__Texte proposé__:
La chasse du mouflon, à cause de ses difficultés, est passionnante. Je ne parle naturellement pas de la chasse en battue, qui n’est qu’une question purement de chance, mais de la chasse à l’approche. Après avoir gagné des points d’où la vue est étendue, il faut fouiller le terrain avec des jumelles ou des télescopes pour découvrir le gibier. Une fois qu’il a été trouvé, il reste à s’en approcher. C’est alors qu’il faut déployer toutes les ruses imaginables pour ne pas se laisser voir, pour ne pas faire rouler des pierres qui trahiraient votre présence, et pour que le vent n’apporte pas votre odeur aux animaux.

Il y a tant de conditions à réaliser dans ce problème cynégétique qu’au dernier moment, après des heures d’efforts, tout manque souvent grâce à un événement imprévu, une saute de vent, une pierre qui s’est détachée, ou même un aigle chassant pour son propre compte, cet oiseau ayant le don d’épouvanter les mouflons.

En admettant que rien d’anormal ne se soit passé, et que l’on soit arrivé à 100, 200 mètres ou un peu plus, des animaux, il reste à tirer le plus beau mâle, tuer une femelle ou un jeune étant indigne d’un sportsman. Généralement, l’animal que l’on veut avoir est mal placé, à moitié caché par les roches, faisant face ou tournant le dos ; bref, il faut fréquemment saisir la chance pour ainsi dire au vol, et comme la partie du corps dans laquelle arrive la balle n’est pas indifférente pour le faire tomber, l’aléa est encore considérable, peu d’animaux ayant une énergie et une vitalité aussi grandes que le mouflon. J’en ai vu traversés par des balles expansives s’en aller au galop comme si de rien n’était, et faire plusieurs kilomètres avant de s’arrêter.

Entrées de données:

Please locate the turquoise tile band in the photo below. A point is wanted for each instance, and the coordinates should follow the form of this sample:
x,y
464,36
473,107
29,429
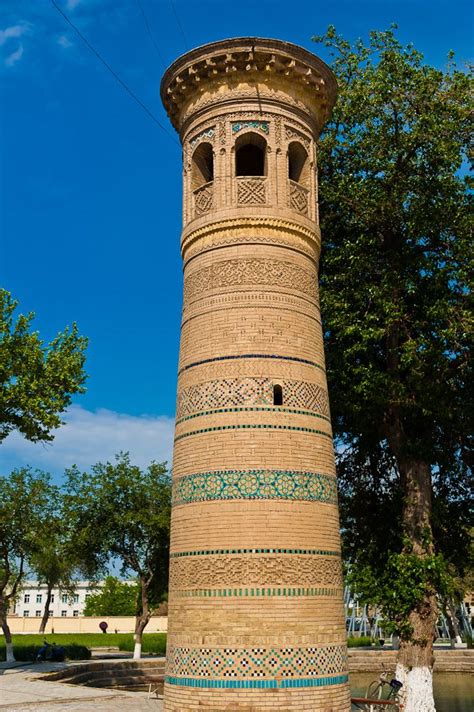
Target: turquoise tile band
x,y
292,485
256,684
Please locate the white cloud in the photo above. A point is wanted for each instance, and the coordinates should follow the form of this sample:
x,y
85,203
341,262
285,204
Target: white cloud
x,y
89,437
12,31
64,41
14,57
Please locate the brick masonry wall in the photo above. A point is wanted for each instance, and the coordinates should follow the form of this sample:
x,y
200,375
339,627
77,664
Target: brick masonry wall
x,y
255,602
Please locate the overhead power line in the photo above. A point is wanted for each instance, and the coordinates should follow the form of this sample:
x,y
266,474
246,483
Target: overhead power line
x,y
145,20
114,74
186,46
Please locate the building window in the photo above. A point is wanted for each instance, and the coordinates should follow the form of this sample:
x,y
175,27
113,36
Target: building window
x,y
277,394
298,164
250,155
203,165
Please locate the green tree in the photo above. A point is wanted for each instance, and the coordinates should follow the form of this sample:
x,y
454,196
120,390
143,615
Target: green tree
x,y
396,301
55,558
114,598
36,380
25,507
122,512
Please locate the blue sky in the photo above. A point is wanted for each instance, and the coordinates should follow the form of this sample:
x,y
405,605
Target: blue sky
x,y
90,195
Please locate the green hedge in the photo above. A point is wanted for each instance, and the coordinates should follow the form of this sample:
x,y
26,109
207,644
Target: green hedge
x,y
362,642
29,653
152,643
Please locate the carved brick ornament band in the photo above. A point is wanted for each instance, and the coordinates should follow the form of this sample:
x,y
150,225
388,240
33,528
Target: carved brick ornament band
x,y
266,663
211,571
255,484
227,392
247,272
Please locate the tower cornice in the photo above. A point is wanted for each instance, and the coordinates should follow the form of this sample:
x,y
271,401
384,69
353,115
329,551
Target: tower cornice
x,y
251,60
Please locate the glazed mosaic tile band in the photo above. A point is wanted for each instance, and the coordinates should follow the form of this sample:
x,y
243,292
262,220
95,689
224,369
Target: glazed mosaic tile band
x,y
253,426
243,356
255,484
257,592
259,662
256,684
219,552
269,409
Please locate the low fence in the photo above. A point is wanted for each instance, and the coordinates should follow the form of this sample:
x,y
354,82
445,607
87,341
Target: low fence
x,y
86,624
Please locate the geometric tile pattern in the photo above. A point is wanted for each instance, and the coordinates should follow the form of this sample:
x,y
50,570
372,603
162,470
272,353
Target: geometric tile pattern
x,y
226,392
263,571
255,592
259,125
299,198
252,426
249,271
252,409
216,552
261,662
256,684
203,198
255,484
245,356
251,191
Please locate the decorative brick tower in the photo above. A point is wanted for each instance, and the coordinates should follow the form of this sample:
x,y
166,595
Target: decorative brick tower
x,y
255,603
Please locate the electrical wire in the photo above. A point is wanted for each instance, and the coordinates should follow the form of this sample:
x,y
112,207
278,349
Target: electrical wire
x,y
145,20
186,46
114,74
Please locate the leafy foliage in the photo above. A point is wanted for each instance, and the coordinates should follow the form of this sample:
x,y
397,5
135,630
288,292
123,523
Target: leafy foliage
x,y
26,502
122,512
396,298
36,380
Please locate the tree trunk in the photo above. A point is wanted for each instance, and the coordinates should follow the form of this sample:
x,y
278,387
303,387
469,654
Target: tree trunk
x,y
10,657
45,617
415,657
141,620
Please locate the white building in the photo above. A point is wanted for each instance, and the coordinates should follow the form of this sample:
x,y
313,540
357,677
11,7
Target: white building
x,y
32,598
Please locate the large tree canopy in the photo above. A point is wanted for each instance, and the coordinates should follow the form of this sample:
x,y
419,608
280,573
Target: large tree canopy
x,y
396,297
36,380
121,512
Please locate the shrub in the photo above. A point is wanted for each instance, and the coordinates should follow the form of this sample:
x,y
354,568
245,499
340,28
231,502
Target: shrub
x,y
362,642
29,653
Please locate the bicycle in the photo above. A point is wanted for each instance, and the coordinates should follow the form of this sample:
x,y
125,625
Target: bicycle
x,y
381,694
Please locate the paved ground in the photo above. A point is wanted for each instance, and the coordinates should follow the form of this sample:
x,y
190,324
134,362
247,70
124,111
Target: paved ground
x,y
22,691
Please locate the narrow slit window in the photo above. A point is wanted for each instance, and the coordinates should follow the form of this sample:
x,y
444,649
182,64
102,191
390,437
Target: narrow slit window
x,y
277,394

* * *

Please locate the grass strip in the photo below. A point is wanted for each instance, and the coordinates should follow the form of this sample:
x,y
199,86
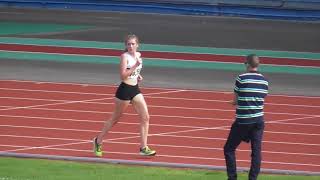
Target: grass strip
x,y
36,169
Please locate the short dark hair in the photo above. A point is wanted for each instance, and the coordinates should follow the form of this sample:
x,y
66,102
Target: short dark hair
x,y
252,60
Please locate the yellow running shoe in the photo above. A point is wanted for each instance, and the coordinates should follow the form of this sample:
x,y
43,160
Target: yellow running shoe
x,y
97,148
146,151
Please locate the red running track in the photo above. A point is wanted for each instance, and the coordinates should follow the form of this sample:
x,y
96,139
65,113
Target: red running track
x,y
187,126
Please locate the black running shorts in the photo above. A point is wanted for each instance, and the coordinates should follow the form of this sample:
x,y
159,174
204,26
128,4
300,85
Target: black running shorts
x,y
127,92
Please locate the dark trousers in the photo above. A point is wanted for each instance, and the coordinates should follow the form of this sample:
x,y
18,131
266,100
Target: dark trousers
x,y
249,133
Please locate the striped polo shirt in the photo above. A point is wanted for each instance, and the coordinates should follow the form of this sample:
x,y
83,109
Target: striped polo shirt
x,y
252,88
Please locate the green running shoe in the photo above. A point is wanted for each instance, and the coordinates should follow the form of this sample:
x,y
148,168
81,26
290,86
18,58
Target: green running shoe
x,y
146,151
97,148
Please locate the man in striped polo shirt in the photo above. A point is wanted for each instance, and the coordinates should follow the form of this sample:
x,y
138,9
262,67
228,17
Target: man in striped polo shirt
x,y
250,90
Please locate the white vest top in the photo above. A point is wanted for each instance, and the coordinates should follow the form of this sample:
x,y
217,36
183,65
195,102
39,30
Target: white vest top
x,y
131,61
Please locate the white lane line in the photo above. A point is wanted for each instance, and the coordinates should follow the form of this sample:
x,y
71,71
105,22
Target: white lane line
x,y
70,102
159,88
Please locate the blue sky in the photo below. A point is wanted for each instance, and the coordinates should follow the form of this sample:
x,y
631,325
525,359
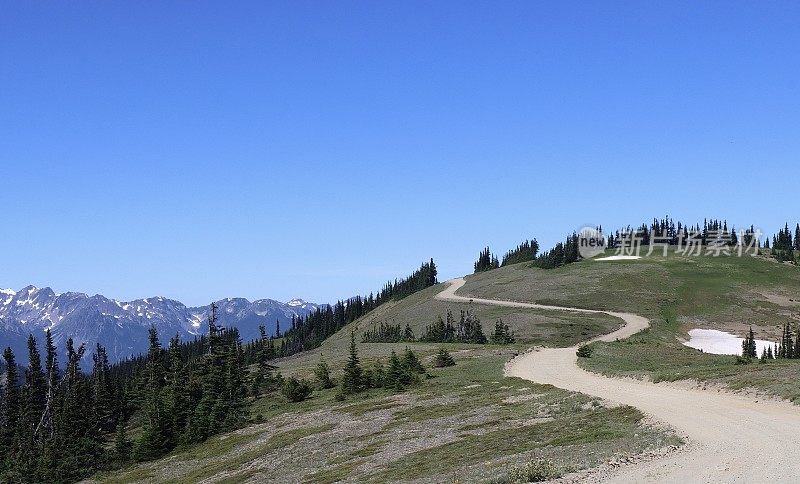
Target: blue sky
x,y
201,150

--

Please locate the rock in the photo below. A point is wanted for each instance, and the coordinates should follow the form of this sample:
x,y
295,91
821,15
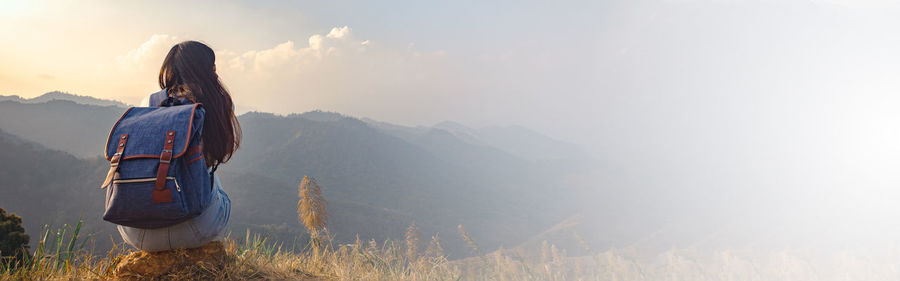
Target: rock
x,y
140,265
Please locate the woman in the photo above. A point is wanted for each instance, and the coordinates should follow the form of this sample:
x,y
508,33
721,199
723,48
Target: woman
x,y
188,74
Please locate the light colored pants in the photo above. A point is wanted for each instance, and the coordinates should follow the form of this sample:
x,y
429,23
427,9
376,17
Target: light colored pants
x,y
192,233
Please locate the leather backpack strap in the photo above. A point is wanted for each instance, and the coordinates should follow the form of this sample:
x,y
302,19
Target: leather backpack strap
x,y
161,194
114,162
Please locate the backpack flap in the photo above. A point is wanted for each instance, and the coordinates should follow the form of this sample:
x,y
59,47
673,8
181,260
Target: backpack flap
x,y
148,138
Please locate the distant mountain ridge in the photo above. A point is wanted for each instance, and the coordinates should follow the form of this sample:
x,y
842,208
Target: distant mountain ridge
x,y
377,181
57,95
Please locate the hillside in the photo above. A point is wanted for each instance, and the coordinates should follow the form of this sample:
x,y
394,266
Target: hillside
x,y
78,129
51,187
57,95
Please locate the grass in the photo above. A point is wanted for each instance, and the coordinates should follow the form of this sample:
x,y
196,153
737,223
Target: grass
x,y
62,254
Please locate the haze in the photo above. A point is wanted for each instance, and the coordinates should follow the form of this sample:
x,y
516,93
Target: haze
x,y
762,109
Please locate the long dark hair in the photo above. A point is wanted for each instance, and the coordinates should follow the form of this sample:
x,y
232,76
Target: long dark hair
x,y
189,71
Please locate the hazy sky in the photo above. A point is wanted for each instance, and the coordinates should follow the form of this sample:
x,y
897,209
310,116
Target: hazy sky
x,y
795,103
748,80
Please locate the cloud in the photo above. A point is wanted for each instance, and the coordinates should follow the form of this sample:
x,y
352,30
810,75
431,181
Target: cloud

__Votre tâche__:
Recopiez en entier le texte sur la chasse au mouflon, sans rien y changer.

__Corrigé__:
La chasse du mouflon, à cause de ses difficultés, est passionnante. Je ne parle naturellement pas de la chasse en battue, qui n’est qu’une question purement de chance, mais de la chasse à l’approche. Après avoir gagné des points d’où la vue est étendue, il faut fouiller le terrain avec des jumelles ou des télescopes pour découvrir le gibier. Une fois qu’il a été trouvé, il reste à s’en approcher. C’est alors qu’il faut déployer toutes les ruses imaginables pour ne pas se laisser voir, pour ne pas faire rouler des pierres qui trahiraient votre présence, et pour que le vent n’apporte pas votre odeur aux animaux.

Il y a tant de conditions à réaliser dans ce problème cynégétique qu’au dernier moment, après des heures d’efforts, tout manque souvent grâce à un événement imprévu, une saute de vent, une pierre qui s’est détachée, ou même un aigle chassant pour son propre compte, cet oiseau ayant le don d’épouvanter les mouflons.

En admettant que rien d’anormal ne se soit passé, et que l’on soit arrivé à 100, 200 mètres ou un peu plus, des animaux, il reste à tirer le plus beau mâle, tuer une femelle ou un jeune étant indigne d’un sportsman. Généralement, l’animal que l’on veut avoir est mal placé, à moitié caché par les roches, faisant face ou tournant le dos ; bref, il faut fréquemment saisir la chance pour ainsi dire au vol, et comme la partie du corps dans laquelle arrive la balle n’est pas indifférente pour le faire tomber, l’aléa est encore considérable, peu d’animaux ayant une énergie et une vitalité aussi grandes que le mouflon. J’en ai vu traversés par des balles expansives s’en aller au galop comme si de rien n’était, et faire plusieurs kilomètres avant de s’arrêter.